### À FAIRE
Rédigez la suite du texte sur le projet de diagnostic de la santé des sols dans le bassin versant de la baie Missisquoi, en reprenant juste après sa dernière phrase.

Un nouveau projet de diagnostic de la santé des sols sera initié cette année dans le bassin versant de la baie Missisquoi. Financé par le Lake Champlain Basin Program, le projet est piloté par l’équipe de l’Organisme de bassin versant de la baie Missisquoi en collaboration avec l’équipe scientifique de l’Institut de recherche et développement en agroenvironnement (IRDA).

L’objectif principal de l’étude, laquelle se fonde largement sur la télédétection, est de mettre au point un outil cartographique permettant aux producteurs agricoles de la région, ainsi qu’aux agronomes et techniciens qui les conseillent, d’évaluer l’étendue et la gravité de la compaction des sols ainsi que le niveau de dégradation de leur structure, et d’en mesurer les impacts sur le rendement des grandes cultures. À terme, cette cartographie permettra de dégager des pratiques culturales et d’aménagement des terres qui favoriseront la remise en état des sols dégradés.

### DONNÉES FOURNIES
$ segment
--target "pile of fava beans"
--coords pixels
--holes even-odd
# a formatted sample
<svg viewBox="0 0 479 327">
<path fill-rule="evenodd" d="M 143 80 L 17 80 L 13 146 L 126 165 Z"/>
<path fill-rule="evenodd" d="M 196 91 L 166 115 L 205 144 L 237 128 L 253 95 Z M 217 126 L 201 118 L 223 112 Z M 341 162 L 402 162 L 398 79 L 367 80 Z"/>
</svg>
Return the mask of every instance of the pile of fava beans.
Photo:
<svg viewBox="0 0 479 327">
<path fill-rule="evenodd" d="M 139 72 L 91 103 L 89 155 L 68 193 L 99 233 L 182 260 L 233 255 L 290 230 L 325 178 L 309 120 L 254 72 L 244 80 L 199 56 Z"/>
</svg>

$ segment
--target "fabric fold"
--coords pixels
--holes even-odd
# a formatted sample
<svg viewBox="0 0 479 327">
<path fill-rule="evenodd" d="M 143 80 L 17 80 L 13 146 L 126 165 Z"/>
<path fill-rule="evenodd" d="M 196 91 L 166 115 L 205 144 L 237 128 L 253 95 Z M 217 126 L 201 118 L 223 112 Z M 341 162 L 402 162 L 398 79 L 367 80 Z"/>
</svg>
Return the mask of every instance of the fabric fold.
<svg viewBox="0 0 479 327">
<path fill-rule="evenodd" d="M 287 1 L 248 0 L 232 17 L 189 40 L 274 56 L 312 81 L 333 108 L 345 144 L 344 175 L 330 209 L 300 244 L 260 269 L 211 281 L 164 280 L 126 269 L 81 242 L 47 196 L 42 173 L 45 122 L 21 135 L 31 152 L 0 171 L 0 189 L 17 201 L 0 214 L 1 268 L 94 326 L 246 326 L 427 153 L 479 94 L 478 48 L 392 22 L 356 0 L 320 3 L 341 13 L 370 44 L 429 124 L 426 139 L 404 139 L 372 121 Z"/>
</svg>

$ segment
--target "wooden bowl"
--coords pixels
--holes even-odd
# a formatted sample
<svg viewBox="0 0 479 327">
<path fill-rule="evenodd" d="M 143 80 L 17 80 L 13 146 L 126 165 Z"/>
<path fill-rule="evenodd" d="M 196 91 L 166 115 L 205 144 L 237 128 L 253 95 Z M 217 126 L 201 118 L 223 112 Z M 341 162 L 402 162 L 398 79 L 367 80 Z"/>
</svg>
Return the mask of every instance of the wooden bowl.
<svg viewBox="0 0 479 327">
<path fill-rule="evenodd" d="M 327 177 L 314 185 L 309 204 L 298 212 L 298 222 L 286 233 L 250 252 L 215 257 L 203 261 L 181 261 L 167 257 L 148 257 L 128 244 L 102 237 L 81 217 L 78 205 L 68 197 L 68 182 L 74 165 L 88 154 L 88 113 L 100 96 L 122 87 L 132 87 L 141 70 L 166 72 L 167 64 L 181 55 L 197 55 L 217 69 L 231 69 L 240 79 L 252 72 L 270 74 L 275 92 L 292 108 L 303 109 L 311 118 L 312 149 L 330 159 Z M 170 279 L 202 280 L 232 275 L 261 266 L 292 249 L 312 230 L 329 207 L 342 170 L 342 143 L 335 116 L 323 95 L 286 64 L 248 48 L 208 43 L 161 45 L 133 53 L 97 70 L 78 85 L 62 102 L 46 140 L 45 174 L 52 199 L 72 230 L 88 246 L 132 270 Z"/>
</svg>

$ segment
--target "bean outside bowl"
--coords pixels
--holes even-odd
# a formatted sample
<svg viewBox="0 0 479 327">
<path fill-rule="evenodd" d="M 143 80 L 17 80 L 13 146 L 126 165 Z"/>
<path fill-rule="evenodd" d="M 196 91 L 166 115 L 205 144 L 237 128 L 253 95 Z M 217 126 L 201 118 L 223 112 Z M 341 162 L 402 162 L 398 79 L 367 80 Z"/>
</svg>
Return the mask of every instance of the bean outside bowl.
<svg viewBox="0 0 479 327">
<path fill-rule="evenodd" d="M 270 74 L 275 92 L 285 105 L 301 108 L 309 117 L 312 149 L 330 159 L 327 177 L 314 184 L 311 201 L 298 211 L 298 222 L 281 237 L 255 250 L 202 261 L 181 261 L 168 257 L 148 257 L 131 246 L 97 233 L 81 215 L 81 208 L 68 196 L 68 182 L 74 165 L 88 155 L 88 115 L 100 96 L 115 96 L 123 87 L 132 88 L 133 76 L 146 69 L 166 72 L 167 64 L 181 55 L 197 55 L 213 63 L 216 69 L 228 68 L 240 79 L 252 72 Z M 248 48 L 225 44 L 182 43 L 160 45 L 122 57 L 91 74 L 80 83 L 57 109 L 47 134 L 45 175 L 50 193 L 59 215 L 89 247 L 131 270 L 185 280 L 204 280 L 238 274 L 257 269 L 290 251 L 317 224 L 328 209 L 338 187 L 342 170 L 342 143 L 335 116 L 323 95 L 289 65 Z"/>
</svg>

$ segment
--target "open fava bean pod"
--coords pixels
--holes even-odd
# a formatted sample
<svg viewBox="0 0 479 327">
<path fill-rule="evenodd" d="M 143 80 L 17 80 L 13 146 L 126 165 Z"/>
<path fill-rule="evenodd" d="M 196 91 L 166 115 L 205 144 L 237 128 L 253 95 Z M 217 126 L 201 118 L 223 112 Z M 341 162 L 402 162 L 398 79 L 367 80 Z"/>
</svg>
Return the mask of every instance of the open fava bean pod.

### CORRIGÉ
La réalisation de l’étude répond à une préoccupation croissante des producteurs agricoles de la région quant à la perméabilité de leurs sols, laquelle est généralement considérée comme un facteur déterminant du rendement des cultures sous notre climat pluvieux et frais. Un sol aéré, perméable et portant, c’est-à-dire apte à supporter les charges par les roues, assure à la fois le drainage de l’excès d’eau et sa rétention en période de sécheresse, et favorise le développement des racines, de même que le recyclage et le prélèvement, par les végétaux, des éléments nutritifs du sol.

Au cours des dernières années, de nombreux agriculteurs ont investi dans le drainage de leurs champs après avoir constaté des problèmes à cet égard ; la solution a consisté alors à réduire l’espacement entre les lignes de drains souterrains. Cependant, bien souvent, ce problème de drainage révèle une dégradation de la structure du sol et une compaction croissante. L’abandon des prairies dans la rotation des cultures ainsi que le passage répété de « poids lourds » lors des opérations d’épandage d’engrais et de récoltes sur sols humides contribuent à cette détérioration.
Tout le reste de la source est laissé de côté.